[Records excerpted from a collection]
:::

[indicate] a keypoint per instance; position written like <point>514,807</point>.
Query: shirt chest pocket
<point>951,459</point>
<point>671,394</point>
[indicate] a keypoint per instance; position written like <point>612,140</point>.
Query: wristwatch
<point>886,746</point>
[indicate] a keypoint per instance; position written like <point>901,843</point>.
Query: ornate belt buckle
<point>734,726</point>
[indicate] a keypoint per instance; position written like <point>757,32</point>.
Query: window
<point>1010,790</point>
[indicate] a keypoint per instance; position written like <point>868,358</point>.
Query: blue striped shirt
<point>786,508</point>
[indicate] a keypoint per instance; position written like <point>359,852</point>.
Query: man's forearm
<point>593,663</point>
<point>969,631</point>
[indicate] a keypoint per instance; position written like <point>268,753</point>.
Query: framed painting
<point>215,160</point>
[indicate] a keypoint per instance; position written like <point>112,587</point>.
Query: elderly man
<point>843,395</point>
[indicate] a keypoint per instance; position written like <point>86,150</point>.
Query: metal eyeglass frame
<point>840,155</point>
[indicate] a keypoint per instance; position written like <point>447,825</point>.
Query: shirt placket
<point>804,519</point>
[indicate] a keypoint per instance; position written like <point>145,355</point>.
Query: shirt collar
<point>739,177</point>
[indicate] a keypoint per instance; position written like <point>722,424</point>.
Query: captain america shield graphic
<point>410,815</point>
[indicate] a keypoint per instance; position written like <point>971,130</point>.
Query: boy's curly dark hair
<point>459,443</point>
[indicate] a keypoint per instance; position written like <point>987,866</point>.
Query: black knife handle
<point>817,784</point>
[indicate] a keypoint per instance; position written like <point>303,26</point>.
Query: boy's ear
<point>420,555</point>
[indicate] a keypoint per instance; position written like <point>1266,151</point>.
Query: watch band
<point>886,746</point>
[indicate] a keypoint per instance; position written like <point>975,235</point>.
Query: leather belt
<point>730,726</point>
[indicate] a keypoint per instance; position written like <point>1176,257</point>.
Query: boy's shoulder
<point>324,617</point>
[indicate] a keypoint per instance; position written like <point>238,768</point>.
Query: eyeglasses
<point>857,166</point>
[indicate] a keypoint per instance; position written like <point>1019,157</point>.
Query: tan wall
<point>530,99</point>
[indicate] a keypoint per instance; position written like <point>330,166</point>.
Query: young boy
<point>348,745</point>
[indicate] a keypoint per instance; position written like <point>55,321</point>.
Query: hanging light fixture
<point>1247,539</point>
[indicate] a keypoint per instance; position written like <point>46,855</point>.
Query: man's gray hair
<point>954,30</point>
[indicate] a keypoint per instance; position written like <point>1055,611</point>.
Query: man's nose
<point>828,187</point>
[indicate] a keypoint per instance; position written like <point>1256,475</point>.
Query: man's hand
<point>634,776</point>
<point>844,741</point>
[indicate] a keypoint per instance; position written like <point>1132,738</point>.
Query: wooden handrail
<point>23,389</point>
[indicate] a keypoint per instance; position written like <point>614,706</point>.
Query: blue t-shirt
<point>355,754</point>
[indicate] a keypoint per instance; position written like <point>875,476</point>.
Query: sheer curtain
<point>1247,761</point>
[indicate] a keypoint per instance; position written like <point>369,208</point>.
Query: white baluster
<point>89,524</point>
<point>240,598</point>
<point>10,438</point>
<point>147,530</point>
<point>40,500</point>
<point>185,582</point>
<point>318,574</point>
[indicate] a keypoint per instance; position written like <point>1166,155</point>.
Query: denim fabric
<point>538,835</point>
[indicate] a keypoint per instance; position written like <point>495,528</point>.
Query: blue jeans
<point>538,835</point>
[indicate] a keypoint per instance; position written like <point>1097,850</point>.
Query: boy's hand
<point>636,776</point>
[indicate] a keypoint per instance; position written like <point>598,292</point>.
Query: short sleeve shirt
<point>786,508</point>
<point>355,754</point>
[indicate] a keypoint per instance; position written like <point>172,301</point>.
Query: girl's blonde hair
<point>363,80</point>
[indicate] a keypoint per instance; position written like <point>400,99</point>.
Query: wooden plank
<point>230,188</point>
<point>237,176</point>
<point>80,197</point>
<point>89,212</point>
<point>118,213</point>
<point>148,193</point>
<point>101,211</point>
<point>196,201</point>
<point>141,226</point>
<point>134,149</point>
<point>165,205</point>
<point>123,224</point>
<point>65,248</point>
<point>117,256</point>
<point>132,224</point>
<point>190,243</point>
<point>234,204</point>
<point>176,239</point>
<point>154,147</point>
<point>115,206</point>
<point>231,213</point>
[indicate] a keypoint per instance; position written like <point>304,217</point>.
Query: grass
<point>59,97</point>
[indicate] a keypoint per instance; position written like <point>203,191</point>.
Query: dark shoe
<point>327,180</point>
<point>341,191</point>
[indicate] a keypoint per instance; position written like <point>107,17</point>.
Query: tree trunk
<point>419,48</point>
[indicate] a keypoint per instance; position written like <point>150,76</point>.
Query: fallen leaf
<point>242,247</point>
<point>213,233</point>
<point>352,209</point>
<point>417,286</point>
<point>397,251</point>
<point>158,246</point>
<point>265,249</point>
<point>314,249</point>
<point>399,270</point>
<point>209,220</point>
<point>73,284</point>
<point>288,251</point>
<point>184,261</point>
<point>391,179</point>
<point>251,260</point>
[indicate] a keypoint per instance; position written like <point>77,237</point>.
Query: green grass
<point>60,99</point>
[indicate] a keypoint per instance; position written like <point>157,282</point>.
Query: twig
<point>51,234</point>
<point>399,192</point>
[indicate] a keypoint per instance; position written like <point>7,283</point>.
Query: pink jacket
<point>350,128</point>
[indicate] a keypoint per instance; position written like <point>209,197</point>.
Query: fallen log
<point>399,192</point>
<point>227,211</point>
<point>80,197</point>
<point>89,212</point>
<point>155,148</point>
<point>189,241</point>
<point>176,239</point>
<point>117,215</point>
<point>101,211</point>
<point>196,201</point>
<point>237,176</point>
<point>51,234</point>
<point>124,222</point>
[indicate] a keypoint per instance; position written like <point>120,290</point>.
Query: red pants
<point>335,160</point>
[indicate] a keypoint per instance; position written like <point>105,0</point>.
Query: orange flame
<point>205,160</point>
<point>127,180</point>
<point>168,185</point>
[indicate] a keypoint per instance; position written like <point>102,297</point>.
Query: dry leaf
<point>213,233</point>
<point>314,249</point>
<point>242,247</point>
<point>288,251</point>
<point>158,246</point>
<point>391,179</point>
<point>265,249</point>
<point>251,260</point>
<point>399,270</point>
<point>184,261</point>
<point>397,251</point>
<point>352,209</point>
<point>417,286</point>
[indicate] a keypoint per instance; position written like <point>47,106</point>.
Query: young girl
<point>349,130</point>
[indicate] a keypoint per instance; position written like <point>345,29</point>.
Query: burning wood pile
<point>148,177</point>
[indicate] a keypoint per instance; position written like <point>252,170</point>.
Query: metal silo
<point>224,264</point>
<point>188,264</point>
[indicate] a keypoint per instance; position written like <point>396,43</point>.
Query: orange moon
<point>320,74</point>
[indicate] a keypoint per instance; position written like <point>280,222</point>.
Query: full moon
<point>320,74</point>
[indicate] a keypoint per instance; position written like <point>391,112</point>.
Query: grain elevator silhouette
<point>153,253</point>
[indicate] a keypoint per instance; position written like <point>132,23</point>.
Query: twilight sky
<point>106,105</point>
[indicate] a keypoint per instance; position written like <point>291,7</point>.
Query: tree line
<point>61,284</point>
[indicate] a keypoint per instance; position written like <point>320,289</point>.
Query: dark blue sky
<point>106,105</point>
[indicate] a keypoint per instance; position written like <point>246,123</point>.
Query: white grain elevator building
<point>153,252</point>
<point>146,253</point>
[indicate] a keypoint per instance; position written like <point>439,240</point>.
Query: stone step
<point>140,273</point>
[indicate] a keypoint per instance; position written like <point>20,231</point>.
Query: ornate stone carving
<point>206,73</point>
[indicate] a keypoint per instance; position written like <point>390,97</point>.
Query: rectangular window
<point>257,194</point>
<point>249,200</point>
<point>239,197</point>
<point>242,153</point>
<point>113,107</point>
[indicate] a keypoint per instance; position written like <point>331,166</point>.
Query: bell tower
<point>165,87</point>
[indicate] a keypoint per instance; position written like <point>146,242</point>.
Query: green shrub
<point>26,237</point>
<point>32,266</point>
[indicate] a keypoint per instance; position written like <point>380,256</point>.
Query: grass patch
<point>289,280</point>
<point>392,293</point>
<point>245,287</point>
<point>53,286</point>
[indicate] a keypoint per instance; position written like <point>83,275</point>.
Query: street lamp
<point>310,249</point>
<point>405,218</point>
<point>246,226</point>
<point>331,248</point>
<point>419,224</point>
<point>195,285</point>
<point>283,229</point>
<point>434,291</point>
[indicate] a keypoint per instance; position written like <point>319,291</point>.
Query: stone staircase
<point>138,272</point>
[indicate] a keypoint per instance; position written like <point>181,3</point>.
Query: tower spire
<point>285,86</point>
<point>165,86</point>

:::

--- Work instructions ---
Lay out the listing from its first line through the line containing "<point>215,160</point>" as a Markdown table with the columns "No." and "Line". Number each row and leave out any blank lines.

--- Answer to the task ---
| No. | Line |
|---|---|
| 1 | [indicate] a keypoint per instance; position written like <point>514,807</point>. |
| 2 | Query: shirt chest pocket |
| 3 | <point>951,459</point> |
| 4 | <point>671,394</point> |
| 5 | [indicate] a keypoint per instance; position written like <point>612,140</point>. |
| 6 | Query: wristwatch |
| 7 | <point>886,746</point> |
| 8 | [indicate] a keypoint per instance; position written like <point>901,843</point>. |
| 9 | Query: ornate belt buckle |
| 10 | <point>734,726</point> |
| 11 | [indicate] a keypoint per instance; position written like <point>757,32</point>. |
| 12 | Query: window |
| 13 | <point>1010,790</point> |
| 14 | [indicate] a keypoint per instance; position written like <point>868,358</point>. |
| 15 | Query: blue striped shirt |
| 16 | <point>786,508</point> |
| 17 | [indicate] a keypoint per instance; position written like <point>359,852</point>. |
| 18 | Query: man's forearm |
| 19 | <point>593,663</point> |
| 20 | <point>969,631</point> |
| 21 | [indicate] a keypoint per instance; position written like <point>268,753</point>. |
| 22 | Query: framed painting |
| 23 | <point>215,160</point> |